**Problem details:**
Copy out every line of the records below without changing anything.

[Records of labeled boxes]
──────────
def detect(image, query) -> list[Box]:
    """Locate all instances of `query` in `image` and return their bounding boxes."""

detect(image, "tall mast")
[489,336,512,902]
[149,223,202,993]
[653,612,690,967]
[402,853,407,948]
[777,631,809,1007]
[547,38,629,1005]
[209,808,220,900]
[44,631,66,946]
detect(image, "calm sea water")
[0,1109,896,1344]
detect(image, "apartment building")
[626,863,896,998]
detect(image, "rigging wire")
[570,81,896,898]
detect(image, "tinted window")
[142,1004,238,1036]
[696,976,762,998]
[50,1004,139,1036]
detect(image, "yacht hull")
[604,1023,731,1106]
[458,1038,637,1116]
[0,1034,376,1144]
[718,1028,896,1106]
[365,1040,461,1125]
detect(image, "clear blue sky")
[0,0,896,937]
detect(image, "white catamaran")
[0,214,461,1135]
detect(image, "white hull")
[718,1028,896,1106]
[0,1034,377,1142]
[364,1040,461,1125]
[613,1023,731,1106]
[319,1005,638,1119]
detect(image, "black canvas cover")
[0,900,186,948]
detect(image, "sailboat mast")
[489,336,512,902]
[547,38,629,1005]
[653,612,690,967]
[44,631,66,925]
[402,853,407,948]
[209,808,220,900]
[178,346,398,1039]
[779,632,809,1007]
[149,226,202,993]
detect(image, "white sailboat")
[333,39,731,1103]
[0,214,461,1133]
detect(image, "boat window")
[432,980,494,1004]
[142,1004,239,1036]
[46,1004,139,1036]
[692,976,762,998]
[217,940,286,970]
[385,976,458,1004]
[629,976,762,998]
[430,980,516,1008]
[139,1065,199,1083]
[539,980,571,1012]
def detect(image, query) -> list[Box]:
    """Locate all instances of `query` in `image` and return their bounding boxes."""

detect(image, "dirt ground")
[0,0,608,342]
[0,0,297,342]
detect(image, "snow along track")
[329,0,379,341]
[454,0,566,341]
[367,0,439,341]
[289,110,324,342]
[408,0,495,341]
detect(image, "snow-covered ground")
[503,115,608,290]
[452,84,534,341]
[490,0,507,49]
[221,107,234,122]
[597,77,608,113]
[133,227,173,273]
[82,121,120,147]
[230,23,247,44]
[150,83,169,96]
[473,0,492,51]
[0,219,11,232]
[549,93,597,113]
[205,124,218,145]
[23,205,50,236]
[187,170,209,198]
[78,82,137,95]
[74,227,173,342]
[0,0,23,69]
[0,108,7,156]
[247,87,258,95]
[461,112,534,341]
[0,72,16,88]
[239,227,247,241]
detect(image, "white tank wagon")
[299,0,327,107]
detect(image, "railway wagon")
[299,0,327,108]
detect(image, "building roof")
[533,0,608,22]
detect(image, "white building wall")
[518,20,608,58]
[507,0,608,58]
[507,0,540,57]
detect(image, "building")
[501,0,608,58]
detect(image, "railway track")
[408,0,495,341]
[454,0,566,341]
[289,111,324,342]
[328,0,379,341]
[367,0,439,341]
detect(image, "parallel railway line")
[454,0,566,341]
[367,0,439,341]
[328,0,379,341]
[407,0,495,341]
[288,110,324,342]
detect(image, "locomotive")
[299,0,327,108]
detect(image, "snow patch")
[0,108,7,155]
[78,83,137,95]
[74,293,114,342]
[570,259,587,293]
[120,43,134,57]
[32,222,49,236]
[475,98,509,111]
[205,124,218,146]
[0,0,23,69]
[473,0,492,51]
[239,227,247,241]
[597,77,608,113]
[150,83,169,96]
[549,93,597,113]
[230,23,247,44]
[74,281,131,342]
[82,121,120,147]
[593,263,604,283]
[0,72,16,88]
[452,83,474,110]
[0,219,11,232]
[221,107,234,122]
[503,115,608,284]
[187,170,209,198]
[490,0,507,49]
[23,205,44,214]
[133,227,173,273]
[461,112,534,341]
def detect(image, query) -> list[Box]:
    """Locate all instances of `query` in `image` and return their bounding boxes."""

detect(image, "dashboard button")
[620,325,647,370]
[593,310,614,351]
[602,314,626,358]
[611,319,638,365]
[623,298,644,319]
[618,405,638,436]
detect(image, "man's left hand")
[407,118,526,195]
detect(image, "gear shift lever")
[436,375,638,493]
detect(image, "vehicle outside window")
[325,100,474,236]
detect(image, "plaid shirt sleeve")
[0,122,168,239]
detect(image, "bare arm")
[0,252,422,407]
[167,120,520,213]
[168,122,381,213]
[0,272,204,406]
──────────
**Task response:**
def detect(image, query) -> list[Box]:
    """Locate all instances of `query` in `image` and return their bounding boxes."""

detect(image, "tall mast")
[489,336,512,902]
[149,223,202,993]
[653,612,690,967]
[402,853,407,948]
[777,631,809,1007]
[547,38,629,1005]
[209,808,220,900]
[44,631,66,946]
detect(image, "calm sea water")
[0,1109,896,1344]
detect(image, "apartment building")
[626,863,896,998]
detect(image, "rigging wire")
[570,81,896,898]
detect(image, "tinted window")
[142,1004,238,1036]
[696,976,762,998]
[50,1004,139,1036]
detect(image, "yacht hull")
[604,1023,731,1106]
[458,1038,637,1116]
[0,1034,376,1144]
[718,1028,896,1106]
[365,1040,461,1125]
detect(image, "clear blue sky")
[0,0,896,937]
detect(image, "white catamaran")
[0,214,461,1135]
detect(image, "white hull")
[718,1028,896,1106]
[0,1034,377,1142]
[364,1040,461,1125]
[613,1023,731,1106]
[319,1005,638,1119]
detect(image, "black canvas cover")
[0,900,186,948]
detect(image, "sailboat mast")
[489,336,512,902]
[547,38,629,1005]
[653,612,690,967]
[44,631,66,925]
[402,853,407,948]
[209,808,220,900]
[178,346,398,1039]
[779,632,809,1007]
[149,226,202,993]
detect(image, "white sailboat")
[333,39,731,1103]
[0,214,461,1133]
detect(image, "boat window")
[432,980,494,1004]
[142,1004,239,1036]
[46,1004,139,1036]
[692,976,762,998]
[217,940,286,970]
[385,976,458,1004]
[629,976,762,998]
[430,980,516,1008]
[139,1065,199,1083]
[539,980,571,1012]
def detect(image, query) -> list[Box]:
    """Locate all instances of `query` in `image` and return their bounding boxes."""

detect(image, "dirt ground")
[0,0,608,342]
[0,0,297,342]
detect(image, "snow along track")
[329,0,379,341]
[454,0,566,341]
[367,0,439,341]
[289,110,324,342]
[408,0,495,341]
detect(image, "snow-covered ground")
[503,115,608,290]
[452,84,534,341]
[490,0,507,49]
[221,107,234,122]
[597,77,608,113]
[133,227,173,273]
[82,121,120,147]
[230,23,247,44]
[150,83,169,96]
[473,0,492,51]
[0,219,11,232]
[549,93,597,113]
[205,124,218,145]
[23,205,50,236]
[187,170,209,198]
[78,82,137,95]
[74,227,173,342]
[0,0,23,69]
[0,108,7,156]
[247,87,258,95]
[461,112,534,341]
[0,72,16,88]
[239,227,247,241]
detect(image, "white tank wagon")
[299,0,327,107]
detect(image, "railway wagon")
[299,0,327,108]
detect(image, "building roof")
[533,0,608,22]
detect(image, "white building wall")
[518,20,608,58]
[507,0,608,58]
[507,0,540,57]
detect(image, "building")
[501,0,608,58]
detect(image, "railway track")
[408,0,495,341]
[454,0,566,341]
[289,111,324,342]
[328,0,379,341]
[367,0,439,341]
detect(image, "parallel railway line")
[454,0,566,341]
[367,0,439,341]
[328,0,379,341]
[407,0,495,341]
[288,110,324,342]
detect(image, "locomotive")
[299,0,327,108]
detect(image, "snow patch")
[0,108,7,155]
[78,83,137,95]
[74,293,114,342]
[570,259,587,293]
[120,43,134,57]
[32,222,49,236]
[475,98,509,111]
[205,124,218,146]
[0,0,23,69]
[473,0,492,51]
[239,227,247,241]
[597,77,608,113]
[150,83,169,96]
[549,93,597,113]
[230,23,247,44]
[74,281,131,342]
[82,121,120,147]
[593,263,604,283]
[0,72,16,88]
[452,83,474,110]
[0,219,11,232]
[221,107,234,122]
[503,115,608,284]
[187,170,209,198]
[490,0,507,49]
[23,205,44,214]
[133,227,173,273]
[461,112,534,341]
def detect(image, query) -> list[Box]:
    """Locate all instances of `query` in `image` and return their bounding boxes."""

detect(image, "dashboard button")
[620,325,647,370]
[593,310,614,351]
[602,314,626,358]
[611,319,638,365]
[623,298,644,319]
[618,405,638,436]
detect(image, "man's left hand")
[407,118,526,195]
detect(image, "gear shift lever")
[436,375,638,493]
detect(image, "vehicle outside window")
[325,100,474,236]
detect(image, "plaid shirt sleeve")
[0,122,168,239]
detect(image, "bare arm")
[0,252,422,407]
[167,120,520,213]
[168,122,381,213]
[0,272,204,406]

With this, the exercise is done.